Looking to start reloading, some questions (some specific to Lee presses)

It specifically mentioned that .308 would not work with it so I'd need to do that on an off press powder measure. What about .223? Is it small enough to work with the on press powder measure? The thing I read did mention a Lee Rifle Charging Die was needed for smaller rifle reloads, and I can pick that up as long as .223 is doable with it.

for rifle your going to need the pro auto disk powder measure and the double disk (plus the rifle charging die, and the riser if you are going to prime on the press). lee uses volumetric powder measuring, which means the powder fills a cavity in the disk(s) the bigger the cavity-the more powder-the more a charge weighs.

.223 is totally doable with the double disk kit, and SOME .308 powder/bullet combinations you can use the double disk kit for. different powders are different size/shape, some you can throw the desired charge with the dbl disk kit, and some you can't. the disk cavities only get so big, so if your charge weight and/or powder type doesn't fit inside the cavities to get the desired charge weight you're s.o.l. if this is the case the perfect powder measure is what you want and yes the ppm is off the press. it doesn't slow me down much at all. lee's book modern reloading has all the load data in the back of the book, plus the disk size(s) to start with and whether you charge can be doubled disked. like i said in a previous post, if you're going to get lee gear get this book.

you can do .308 on the the lct no prob.


Next, I'm looking at all the die options, I understand that when using carbide sizing dies you don't have to use case lube. However I can't seem to find any full length carbide sizing dies for .223 or .308. Do they not make carbides for those sizes?

Listing
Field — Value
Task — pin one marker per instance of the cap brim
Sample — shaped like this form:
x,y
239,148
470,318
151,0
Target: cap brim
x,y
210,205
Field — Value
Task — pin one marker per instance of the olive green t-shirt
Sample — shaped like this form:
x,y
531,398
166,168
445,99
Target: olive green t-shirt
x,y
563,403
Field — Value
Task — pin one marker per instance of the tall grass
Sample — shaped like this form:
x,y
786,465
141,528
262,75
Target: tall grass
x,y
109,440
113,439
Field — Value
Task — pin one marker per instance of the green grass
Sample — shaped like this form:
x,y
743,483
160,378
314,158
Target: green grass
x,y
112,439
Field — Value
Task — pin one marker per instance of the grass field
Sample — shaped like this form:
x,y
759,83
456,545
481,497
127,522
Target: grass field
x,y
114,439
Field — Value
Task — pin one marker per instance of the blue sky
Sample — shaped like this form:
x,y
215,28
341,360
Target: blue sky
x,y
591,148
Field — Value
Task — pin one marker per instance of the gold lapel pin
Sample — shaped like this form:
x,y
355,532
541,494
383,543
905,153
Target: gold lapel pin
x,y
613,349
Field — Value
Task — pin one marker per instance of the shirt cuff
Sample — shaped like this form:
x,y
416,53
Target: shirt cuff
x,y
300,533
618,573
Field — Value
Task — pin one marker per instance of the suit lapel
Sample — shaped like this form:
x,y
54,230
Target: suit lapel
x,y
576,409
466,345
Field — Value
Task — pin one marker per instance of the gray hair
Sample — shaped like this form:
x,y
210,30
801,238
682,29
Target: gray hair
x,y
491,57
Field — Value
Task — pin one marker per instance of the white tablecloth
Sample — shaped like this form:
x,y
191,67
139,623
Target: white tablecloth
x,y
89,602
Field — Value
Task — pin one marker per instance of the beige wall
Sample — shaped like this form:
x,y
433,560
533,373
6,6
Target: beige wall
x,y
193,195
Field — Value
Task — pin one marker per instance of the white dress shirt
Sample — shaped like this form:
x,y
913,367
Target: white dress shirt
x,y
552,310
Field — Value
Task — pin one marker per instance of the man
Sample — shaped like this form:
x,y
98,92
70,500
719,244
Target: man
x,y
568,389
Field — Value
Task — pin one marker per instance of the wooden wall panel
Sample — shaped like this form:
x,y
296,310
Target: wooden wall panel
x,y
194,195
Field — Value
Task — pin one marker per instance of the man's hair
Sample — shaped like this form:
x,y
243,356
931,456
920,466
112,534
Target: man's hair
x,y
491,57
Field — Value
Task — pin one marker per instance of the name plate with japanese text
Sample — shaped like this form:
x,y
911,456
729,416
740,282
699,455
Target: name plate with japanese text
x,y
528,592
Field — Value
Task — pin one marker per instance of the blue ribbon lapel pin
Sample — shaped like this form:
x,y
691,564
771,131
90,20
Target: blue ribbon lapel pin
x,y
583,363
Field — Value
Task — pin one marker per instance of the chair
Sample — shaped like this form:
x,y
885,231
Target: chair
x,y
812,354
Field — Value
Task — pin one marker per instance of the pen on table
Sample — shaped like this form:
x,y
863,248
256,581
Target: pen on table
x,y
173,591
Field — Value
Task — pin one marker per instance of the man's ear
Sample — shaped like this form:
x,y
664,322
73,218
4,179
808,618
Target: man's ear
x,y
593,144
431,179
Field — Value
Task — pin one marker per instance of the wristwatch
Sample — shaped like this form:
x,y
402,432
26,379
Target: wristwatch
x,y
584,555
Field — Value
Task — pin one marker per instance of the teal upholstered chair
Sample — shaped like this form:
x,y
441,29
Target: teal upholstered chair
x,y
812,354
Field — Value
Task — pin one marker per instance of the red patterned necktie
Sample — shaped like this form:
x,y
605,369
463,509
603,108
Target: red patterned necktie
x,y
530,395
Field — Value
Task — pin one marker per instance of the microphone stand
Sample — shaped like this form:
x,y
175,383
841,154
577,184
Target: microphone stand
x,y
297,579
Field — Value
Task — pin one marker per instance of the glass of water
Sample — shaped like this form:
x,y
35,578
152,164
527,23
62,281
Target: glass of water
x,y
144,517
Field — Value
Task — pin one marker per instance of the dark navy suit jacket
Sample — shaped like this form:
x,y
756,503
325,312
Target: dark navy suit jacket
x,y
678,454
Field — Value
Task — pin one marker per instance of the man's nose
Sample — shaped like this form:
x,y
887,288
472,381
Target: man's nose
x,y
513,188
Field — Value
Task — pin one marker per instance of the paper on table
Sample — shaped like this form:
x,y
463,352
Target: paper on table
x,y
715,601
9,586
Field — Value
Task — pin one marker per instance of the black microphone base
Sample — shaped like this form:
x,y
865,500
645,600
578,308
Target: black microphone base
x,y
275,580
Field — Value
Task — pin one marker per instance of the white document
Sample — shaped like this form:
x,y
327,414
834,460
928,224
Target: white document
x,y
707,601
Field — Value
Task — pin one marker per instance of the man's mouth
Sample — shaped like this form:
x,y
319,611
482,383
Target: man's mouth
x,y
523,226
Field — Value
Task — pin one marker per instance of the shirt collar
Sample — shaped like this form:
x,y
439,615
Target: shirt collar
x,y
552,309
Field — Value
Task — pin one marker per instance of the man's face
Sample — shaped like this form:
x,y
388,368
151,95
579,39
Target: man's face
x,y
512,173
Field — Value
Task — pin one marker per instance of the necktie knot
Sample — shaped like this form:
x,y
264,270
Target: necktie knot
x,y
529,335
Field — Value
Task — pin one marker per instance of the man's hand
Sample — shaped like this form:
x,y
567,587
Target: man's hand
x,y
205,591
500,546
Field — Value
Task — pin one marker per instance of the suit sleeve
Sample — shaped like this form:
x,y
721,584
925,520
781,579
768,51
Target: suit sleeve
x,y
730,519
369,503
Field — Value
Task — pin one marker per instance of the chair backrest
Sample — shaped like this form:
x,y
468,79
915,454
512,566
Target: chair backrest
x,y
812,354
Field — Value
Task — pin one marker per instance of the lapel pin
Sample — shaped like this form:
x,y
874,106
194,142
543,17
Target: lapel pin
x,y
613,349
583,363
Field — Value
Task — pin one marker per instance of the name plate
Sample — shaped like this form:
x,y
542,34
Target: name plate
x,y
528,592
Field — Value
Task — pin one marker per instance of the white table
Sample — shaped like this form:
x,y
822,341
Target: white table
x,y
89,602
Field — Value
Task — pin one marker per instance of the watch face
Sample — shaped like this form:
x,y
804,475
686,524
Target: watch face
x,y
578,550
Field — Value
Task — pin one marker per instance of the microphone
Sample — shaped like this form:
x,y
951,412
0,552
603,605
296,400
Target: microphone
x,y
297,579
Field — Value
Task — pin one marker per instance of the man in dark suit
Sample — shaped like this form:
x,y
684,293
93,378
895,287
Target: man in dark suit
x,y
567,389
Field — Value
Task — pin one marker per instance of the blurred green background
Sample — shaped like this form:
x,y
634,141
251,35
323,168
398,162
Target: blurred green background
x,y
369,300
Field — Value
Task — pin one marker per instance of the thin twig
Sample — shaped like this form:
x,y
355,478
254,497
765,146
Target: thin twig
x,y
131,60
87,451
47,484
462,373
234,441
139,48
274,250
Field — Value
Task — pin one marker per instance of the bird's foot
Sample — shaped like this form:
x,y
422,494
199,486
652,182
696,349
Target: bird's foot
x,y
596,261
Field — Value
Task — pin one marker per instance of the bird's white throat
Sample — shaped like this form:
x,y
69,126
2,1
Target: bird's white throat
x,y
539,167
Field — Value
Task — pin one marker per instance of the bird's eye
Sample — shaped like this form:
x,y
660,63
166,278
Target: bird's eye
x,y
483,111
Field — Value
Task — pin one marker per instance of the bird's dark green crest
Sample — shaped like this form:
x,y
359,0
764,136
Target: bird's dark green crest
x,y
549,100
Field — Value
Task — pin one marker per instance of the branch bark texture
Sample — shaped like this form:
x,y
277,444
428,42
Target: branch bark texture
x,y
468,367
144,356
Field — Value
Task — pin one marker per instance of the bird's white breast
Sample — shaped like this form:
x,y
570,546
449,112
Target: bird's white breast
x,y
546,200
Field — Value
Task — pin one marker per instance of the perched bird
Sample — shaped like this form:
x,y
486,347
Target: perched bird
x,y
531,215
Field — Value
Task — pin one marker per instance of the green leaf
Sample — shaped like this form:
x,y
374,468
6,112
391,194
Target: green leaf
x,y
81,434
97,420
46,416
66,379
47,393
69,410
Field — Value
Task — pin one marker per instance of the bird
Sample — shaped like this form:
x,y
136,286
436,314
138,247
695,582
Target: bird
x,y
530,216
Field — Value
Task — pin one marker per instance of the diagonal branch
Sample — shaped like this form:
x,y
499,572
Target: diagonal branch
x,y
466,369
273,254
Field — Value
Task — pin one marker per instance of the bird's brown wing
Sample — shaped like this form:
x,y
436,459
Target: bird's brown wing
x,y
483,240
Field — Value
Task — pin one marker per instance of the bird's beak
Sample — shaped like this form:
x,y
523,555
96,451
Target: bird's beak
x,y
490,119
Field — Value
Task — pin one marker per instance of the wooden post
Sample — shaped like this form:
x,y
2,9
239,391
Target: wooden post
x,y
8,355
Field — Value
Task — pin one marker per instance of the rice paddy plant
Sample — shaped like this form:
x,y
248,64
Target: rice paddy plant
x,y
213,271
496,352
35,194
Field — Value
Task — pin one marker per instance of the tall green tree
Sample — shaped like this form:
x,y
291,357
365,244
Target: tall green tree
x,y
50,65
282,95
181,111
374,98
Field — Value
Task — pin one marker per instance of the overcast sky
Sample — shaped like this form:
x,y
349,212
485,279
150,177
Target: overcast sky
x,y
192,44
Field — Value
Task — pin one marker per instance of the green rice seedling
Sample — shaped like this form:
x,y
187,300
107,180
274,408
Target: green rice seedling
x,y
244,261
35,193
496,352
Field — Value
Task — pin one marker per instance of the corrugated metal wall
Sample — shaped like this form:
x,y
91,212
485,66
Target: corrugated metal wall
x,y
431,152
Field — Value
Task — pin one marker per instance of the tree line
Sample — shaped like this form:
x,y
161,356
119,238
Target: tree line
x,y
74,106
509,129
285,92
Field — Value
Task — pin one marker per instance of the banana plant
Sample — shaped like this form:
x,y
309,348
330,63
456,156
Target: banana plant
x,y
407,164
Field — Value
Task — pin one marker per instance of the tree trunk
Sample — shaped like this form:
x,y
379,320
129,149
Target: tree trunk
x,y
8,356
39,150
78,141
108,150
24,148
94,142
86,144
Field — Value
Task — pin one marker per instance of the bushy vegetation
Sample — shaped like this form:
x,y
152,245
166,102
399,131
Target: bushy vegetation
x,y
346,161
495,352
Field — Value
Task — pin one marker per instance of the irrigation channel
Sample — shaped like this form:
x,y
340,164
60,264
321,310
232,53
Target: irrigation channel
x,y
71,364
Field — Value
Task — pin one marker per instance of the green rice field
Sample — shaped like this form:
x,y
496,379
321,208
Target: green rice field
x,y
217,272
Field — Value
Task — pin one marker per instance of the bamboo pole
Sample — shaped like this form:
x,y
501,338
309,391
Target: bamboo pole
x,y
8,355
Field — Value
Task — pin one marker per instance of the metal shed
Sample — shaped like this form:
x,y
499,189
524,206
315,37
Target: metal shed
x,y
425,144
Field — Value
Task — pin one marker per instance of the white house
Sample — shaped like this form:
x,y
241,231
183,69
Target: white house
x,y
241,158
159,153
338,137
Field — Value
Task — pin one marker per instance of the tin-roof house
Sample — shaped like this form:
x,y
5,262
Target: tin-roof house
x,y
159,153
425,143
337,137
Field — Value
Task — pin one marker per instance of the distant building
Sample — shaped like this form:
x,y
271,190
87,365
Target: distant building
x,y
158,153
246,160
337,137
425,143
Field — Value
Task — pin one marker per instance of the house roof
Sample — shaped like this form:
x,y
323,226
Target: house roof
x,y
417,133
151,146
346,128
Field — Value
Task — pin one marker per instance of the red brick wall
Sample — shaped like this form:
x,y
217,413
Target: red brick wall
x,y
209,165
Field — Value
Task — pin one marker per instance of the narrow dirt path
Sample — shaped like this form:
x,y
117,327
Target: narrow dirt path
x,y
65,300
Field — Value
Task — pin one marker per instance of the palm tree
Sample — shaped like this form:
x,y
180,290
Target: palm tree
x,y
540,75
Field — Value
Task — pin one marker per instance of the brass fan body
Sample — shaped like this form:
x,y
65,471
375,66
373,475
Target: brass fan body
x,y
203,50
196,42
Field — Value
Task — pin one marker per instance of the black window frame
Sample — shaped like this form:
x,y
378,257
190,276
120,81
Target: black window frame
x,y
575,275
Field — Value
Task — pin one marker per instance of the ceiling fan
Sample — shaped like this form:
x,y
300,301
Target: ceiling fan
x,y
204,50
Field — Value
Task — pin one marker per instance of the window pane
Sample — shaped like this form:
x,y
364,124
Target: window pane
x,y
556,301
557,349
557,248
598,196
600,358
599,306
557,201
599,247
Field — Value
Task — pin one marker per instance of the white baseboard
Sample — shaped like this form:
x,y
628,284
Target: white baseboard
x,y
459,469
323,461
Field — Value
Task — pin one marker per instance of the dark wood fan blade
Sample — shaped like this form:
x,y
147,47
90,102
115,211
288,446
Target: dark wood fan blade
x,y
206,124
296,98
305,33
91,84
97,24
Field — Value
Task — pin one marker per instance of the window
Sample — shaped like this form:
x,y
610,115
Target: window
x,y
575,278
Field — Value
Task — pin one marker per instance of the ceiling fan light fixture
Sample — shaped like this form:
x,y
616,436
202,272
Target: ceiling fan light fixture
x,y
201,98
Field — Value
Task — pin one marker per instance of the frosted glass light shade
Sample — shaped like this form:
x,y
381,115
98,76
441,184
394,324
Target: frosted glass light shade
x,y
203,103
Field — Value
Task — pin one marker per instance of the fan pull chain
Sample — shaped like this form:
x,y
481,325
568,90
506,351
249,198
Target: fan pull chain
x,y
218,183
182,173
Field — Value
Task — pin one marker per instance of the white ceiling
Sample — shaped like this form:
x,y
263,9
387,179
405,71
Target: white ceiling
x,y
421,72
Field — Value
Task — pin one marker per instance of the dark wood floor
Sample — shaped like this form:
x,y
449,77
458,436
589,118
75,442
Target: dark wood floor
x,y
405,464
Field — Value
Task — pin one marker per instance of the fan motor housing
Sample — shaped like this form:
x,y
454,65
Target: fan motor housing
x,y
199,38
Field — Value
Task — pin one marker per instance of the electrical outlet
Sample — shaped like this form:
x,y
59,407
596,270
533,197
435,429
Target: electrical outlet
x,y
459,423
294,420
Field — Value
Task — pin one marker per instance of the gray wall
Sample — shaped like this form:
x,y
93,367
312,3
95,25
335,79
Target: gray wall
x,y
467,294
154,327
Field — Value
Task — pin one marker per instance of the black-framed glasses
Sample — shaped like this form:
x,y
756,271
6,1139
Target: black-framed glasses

Required work
Return, word for word, the part of the reloading discussion starting with "for rifle your" and going on through "a charge weighs.".

Full answer
for rifle your going to need the pro auto disk powder measure and the double disk (plus the rifle charging die, and the riser if you are going to prime on the press). lee uses volumetric powder measuring, which means the powder fills a cavity in the disk(s) the bigger the cavity-the more powder-the more a charge weighs.